*EXTRACT TO READ*.
==========

Scientific classification
- Kingdom: Animalia
- Phylum: Chordata
- Class: Amphibia
- Order: Anura
- Family: Hylidae
- Genus: Osteocephalus
- Species: O. yasuni
- Binomial name: Osteocephalus yasuni Ron and Pramuk, 1999

= Osteocephalus yasuni =

- Authority: Ron and Pramuk, 1999
- Conservation status: LC

Species of amphibian

Osteocephalus yasuni is a species of frogs in the family Hylidae. It is found in the upper Amazon Basin in southern Colombia (Amazonas and Caquetá Departments), Ecuador, and northeastern Peru (Loreto Region) at elevations of 70–250 m above sea level. The specific name yasuni refers to the Yasuni National Park where its type locality is.

==Description==
Males measure 44–56 mm and females 43–62 mm in snout–vent length. The dorsum is brown with dark brown spots. The ventral coloration varies, from bright yellow to yellowish cream in adult males and cream in adult females. Males have rough skin while females have smooth skin. It has expanded discs on the fingers.

==Habitat and conservation==
The species' natural habitats are tropical primary moist forests, in both terra firme and seasonally flooded forests. It breeds in temporary pools. It is nocturnal, although during some months males can be heard calling during the daytime.

It is locally affected by habitat loss, but there are no major threats to this reasonably abundant and widespread species. It occurs in a number of protected areas, including its namesake Yasuni National Park.

==========

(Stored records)
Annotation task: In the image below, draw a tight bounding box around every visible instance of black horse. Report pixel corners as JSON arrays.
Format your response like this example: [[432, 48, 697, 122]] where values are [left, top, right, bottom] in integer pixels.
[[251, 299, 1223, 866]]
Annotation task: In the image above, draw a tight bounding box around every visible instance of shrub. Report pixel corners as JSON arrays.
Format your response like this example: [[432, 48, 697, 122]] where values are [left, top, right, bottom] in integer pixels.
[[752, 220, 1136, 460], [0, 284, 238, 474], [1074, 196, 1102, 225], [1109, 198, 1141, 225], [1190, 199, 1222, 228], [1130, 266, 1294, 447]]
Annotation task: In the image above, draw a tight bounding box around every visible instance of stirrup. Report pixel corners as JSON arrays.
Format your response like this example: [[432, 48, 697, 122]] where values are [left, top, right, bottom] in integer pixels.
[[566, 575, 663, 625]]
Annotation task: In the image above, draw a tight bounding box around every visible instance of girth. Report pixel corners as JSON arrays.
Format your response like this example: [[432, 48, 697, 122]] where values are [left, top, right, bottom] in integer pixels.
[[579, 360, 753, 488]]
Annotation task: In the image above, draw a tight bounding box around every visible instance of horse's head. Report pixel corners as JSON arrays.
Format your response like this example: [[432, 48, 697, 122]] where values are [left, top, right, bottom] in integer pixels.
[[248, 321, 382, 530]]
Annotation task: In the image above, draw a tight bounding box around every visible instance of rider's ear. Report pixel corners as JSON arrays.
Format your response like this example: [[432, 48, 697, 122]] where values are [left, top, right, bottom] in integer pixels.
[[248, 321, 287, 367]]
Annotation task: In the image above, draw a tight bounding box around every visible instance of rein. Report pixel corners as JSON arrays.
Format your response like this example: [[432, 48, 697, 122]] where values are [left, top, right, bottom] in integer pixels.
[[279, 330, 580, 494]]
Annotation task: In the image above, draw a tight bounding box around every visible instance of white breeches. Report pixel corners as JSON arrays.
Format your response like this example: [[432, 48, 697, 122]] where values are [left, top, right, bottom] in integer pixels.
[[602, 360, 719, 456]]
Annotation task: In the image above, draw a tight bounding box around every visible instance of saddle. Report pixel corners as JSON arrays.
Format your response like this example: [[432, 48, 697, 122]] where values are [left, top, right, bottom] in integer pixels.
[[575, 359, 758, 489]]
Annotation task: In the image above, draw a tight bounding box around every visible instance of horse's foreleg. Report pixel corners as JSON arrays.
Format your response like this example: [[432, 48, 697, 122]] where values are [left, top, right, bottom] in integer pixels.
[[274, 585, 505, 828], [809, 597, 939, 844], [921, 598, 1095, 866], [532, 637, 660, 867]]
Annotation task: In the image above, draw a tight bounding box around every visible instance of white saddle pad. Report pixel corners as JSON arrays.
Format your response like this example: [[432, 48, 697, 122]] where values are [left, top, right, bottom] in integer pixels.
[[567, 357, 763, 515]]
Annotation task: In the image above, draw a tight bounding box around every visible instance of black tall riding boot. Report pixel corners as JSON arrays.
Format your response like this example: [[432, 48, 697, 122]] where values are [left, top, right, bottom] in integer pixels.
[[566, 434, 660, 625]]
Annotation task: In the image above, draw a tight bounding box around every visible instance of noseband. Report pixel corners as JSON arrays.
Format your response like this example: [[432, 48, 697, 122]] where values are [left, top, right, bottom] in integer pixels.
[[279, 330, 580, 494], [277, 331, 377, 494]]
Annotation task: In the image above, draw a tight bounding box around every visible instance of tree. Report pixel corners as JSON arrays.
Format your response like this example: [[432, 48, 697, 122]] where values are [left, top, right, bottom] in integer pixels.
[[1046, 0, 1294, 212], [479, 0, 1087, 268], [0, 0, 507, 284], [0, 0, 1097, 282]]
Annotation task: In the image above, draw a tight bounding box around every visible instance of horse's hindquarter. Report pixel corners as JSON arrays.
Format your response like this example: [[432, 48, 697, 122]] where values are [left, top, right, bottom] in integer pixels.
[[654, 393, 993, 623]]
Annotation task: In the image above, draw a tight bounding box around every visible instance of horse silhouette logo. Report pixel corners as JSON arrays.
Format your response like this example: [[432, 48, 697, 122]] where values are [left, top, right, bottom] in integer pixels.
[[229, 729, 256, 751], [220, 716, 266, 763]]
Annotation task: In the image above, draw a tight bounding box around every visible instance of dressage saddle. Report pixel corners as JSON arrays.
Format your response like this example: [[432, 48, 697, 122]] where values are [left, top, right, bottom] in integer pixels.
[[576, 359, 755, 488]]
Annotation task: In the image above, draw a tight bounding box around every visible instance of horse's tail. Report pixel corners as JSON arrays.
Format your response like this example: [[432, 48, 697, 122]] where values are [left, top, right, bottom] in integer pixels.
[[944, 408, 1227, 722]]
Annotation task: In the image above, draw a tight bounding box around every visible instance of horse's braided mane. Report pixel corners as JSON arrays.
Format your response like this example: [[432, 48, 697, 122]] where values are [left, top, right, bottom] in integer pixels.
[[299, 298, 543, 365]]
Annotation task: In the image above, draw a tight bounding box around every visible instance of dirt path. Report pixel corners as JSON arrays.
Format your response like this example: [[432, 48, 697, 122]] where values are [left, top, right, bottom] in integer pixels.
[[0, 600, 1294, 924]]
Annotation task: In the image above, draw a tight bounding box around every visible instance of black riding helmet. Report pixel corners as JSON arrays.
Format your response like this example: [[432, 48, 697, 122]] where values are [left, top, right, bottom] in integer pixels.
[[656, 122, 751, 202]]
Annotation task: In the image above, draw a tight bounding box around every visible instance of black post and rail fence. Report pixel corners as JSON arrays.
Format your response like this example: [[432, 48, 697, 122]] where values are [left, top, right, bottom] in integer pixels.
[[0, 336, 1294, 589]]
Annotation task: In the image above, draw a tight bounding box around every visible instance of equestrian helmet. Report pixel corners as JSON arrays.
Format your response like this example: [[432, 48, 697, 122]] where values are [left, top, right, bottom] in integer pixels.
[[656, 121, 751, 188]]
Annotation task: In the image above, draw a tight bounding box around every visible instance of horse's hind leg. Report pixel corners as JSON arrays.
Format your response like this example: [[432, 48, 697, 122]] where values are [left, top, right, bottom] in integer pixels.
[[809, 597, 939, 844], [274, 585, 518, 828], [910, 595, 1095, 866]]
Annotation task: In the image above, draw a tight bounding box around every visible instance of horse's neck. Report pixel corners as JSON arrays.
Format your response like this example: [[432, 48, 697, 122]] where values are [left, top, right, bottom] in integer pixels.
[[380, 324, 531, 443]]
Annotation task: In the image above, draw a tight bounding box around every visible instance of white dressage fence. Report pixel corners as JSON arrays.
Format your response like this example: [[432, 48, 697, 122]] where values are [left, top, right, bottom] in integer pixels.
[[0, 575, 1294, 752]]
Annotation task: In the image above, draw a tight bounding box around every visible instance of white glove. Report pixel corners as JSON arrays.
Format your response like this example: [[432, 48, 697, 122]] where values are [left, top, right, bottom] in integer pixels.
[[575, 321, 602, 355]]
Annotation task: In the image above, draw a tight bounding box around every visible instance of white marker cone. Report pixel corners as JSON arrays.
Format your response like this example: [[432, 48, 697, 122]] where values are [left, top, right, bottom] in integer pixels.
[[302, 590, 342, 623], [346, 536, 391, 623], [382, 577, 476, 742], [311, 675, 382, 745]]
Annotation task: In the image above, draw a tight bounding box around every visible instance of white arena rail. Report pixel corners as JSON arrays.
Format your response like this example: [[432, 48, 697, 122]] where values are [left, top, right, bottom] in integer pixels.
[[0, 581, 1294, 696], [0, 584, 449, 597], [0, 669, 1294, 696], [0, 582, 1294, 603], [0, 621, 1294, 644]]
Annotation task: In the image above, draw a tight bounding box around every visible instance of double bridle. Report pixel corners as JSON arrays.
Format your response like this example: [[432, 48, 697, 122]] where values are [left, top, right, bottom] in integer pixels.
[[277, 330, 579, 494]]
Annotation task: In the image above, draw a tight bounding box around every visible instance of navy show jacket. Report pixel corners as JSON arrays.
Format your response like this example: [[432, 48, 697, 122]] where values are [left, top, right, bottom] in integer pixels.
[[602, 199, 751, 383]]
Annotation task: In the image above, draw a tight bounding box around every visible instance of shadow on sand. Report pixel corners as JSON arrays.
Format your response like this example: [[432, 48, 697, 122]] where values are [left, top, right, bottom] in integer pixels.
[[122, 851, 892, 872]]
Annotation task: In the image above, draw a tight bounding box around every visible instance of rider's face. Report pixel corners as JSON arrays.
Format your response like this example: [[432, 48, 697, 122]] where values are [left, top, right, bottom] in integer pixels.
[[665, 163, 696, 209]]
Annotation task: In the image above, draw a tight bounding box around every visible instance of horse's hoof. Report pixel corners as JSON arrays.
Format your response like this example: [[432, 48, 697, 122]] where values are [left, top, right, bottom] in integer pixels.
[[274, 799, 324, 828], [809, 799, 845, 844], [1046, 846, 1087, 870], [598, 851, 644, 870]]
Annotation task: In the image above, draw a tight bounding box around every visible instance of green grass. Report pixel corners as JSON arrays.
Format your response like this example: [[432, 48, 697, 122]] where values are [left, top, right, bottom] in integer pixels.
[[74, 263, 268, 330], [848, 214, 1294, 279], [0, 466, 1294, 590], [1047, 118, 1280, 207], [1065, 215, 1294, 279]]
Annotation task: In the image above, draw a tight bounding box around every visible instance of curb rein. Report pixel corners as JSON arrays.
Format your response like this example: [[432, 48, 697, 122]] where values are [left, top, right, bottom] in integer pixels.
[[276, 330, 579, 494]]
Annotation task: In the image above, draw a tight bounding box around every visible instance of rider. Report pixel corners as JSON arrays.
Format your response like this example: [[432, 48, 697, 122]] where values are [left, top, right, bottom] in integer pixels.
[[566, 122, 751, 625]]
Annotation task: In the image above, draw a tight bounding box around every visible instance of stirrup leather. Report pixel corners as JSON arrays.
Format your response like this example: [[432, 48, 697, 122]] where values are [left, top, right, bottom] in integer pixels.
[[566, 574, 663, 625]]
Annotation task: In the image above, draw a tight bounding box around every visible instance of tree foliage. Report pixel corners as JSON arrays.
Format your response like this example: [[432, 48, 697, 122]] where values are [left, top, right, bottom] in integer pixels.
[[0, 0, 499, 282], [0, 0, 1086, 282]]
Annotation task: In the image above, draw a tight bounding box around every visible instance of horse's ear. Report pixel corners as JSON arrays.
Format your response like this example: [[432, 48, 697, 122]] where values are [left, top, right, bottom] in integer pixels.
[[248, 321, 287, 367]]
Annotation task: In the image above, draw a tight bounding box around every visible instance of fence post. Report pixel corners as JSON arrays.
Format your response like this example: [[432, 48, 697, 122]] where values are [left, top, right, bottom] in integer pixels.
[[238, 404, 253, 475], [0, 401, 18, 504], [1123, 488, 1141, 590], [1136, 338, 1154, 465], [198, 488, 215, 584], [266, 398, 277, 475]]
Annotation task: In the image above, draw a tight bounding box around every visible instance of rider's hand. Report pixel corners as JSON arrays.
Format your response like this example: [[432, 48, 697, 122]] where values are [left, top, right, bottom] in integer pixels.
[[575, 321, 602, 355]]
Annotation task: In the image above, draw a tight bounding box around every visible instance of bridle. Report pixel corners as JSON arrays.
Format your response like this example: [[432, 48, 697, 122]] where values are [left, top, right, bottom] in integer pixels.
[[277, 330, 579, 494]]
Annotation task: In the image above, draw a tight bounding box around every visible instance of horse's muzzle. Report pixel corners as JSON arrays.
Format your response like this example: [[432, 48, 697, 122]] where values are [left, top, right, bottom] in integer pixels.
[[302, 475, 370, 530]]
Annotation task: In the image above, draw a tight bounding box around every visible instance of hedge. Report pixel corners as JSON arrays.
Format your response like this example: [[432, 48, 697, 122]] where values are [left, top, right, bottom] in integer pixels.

==========

*TASKS TO PERFORM*.
A. Decide whether each statement agrees with the Osteocephalus yasuni article, answering yes or no and quoting the words of the article that settle it: (i) The species breeds in permanent streams. (ii) Adult females have smooth skin. (iii) The species lives at elevations above 1,000 m.
B. Update the Osteocephalus yasuni article from "Species of amphibian" up to and including "type locality is.", replacing "Loreto Region" with "Loreto Department".
Rely only on the Osteocephalus yasuni article when working with the data.

*ANSWER LIST*.
A.
(i) No: "It breeds in temporary pools."
(ii) Yes: "Males have rough skin while females have smooth skin."
(iii) No: "at elevations of 70–250 m above sea level"

B.
Species of amphibian

Osteocephalus yasuni is a species of frogs in the family Hylidae. It is found in the upper Amazon Basin in southern Colombia (Amazonas and Caquetá Departments), Ecuador, and northeastern Peru (Loreto Department) at elevations of 70–250 m above sea level. The specific name yasuni refers to the Yasuni National Park where its type locality is.